Reputation:
I am trying to only return values from a column that do not have a numeric character within that value. example:
yyyy INC 5.875% DUE 3/15/2014
xxxx INC 6% DUE 4/15/2012
x INC 6.625% DUE 9/15/2016
xx INC 8.2% DUE 10/17/2003
xy CORP REGISTERED
xy INC
I only want to return the last two records since there are no numeric characters in it.
I was playing around with
not like '%[^0-9.]%'
I know that how to return values that do not start with a value with a (+). I am just confused on how to do it over an entire value.

**SET EXERCISE 1**
Identify every date that appears in the SQL question.
**SET EXERCISE 2**
Proceed with the SQL question, writing on from its final sentence.

**RECORDS SHOWN**
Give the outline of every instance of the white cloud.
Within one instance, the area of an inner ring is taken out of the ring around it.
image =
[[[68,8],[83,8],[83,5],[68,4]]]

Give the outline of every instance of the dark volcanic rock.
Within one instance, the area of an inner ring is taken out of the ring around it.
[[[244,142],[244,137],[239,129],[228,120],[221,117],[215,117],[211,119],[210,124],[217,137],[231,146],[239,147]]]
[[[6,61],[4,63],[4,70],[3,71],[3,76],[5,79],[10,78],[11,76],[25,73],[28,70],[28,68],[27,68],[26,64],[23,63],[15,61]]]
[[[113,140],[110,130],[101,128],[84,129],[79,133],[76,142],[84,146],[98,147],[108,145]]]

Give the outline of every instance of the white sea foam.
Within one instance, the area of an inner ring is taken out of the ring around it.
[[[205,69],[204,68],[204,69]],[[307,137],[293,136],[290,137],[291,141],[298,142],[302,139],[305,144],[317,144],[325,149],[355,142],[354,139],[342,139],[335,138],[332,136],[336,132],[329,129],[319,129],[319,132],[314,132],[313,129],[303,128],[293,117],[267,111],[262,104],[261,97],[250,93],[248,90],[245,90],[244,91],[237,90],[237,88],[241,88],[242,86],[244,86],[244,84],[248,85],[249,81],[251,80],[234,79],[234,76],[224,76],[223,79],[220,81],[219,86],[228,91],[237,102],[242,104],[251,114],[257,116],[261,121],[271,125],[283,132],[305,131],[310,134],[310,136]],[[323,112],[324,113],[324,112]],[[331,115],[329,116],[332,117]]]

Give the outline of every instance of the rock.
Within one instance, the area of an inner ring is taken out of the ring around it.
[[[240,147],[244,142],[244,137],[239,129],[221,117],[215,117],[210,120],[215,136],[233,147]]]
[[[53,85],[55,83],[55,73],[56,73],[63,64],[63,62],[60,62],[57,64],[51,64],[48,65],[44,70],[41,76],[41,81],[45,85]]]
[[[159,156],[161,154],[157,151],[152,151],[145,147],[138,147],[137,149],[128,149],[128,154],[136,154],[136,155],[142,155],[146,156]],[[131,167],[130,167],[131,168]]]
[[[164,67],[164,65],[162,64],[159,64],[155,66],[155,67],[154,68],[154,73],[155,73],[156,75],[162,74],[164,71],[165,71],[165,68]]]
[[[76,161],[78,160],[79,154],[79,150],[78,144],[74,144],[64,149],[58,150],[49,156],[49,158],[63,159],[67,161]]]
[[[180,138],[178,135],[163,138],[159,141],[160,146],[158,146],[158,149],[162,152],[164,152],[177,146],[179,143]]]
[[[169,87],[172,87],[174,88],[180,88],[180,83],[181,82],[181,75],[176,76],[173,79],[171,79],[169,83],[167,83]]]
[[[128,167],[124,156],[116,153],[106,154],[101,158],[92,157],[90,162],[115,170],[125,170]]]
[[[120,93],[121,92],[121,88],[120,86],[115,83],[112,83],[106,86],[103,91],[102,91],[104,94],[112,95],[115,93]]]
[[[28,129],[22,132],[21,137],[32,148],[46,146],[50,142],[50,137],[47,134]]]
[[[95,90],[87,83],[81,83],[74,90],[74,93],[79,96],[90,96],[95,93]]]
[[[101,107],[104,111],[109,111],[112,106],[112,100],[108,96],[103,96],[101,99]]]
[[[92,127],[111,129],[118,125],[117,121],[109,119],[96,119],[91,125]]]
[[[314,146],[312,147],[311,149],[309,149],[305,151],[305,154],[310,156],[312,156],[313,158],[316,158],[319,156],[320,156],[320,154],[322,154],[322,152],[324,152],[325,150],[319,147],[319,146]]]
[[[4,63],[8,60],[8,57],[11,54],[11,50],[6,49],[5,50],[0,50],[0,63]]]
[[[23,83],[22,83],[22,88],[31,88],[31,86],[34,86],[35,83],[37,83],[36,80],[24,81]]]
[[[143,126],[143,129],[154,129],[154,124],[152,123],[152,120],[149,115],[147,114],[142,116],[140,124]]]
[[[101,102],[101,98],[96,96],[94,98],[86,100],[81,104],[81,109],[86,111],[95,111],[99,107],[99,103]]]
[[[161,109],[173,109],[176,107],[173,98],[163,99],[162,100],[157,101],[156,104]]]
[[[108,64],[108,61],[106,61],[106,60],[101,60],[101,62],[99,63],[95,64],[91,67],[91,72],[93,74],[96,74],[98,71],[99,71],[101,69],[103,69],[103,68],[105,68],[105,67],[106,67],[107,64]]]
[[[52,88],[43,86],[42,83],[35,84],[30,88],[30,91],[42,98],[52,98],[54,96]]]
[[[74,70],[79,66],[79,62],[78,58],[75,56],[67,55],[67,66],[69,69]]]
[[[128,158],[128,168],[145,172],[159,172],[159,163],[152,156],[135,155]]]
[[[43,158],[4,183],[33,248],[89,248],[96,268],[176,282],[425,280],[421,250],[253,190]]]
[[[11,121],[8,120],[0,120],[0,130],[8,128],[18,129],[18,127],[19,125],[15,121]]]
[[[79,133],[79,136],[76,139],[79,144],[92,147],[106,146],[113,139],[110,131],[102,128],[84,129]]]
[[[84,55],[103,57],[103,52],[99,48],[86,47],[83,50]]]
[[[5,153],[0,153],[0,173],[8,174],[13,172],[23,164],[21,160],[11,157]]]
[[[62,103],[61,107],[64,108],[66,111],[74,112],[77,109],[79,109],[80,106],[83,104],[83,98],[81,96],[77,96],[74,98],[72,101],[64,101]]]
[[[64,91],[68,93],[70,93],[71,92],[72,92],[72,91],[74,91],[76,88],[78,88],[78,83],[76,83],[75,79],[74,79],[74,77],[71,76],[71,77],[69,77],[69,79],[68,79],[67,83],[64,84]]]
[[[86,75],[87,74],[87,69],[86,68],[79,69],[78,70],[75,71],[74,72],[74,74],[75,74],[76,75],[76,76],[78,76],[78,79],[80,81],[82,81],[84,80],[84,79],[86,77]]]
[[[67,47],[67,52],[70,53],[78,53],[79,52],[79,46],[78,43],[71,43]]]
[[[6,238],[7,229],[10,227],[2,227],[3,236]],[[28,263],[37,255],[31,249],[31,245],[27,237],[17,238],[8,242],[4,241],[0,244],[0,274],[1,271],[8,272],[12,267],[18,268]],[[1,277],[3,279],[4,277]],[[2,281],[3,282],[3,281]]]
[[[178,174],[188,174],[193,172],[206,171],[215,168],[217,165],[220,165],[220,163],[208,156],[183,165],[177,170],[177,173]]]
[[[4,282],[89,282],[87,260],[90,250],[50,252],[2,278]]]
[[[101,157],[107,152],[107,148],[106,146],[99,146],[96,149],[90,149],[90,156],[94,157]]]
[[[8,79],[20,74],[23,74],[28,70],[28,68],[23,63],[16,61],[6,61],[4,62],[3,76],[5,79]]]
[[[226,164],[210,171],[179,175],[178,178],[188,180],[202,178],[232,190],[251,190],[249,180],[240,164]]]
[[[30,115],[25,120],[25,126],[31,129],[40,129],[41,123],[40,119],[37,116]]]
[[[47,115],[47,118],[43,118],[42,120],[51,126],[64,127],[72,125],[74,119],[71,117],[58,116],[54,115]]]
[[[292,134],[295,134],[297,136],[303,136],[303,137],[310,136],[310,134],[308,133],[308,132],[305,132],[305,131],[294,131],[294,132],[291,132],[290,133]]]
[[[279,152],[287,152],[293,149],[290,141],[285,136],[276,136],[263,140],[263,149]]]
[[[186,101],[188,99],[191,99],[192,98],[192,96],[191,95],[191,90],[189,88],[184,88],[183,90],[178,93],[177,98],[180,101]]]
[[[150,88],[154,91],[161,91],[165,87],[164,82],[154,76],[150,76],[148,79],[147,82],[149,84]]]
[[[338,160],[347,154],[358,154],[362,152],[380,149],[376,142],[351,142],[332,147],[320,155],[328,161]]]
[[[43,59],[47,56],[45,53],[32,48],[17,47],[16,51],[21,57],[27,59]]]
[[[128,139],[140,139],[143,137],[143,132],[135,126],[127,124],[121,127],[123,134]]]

**REPLY 1**
3/15/2014, 4/15/2012, 9/15/2016, 10/17/2003

**REPLY 2**
Upvotes: 0
Views: 224
Reputation: 329
you can also use the patindex function, similar to the regex example:
where patindex('%[0-9]%', value) = 0
Upvotes: 0
Reputation: 167972
You can use TRANSLATE
to strip the numeric characters and then test whether the value has changed:
Oracle Setup:
CREATE TABLE your_table ( value ) AS
SELECT 'yyyy INC 5.875% DUE 3/15/2014' FROM DUAL UNION ALL
SELECT 'xxxx INC 6% DUE 4/15/2012' FROM DUAL UNION ALL
SELECT 'x INC 6.625% DUE 9/15/2016' FROM DUAL UNION ALL
SELECT 'xx INC 8.2% DUE 10/17/2003' FROM DUAL UNION ALL
SELECT 'xy CORP REGISTERED' FROM DUAL UNION ALL
SELECT 'xy INC' FROM DUAL;
Query:
SELECT *
FROM your_table
WHERE value = TRANSLATE( value, 'A1234567890', 'A' )
Output:
| VALUE | | :----------------- | | xy CORP REGISTERED | | xy INC |
db<>fiddle here
Upvotes: 0
Reputation: 1269763
In Oracle, you would use regexp_like()
. To say that no digits are in the string:
where not regexp_like(col, '[0-9]')
Or, if you prefer something more positive, you can say that all the characters are not digits:
where regexp_like(col, '^[^0-9]*$')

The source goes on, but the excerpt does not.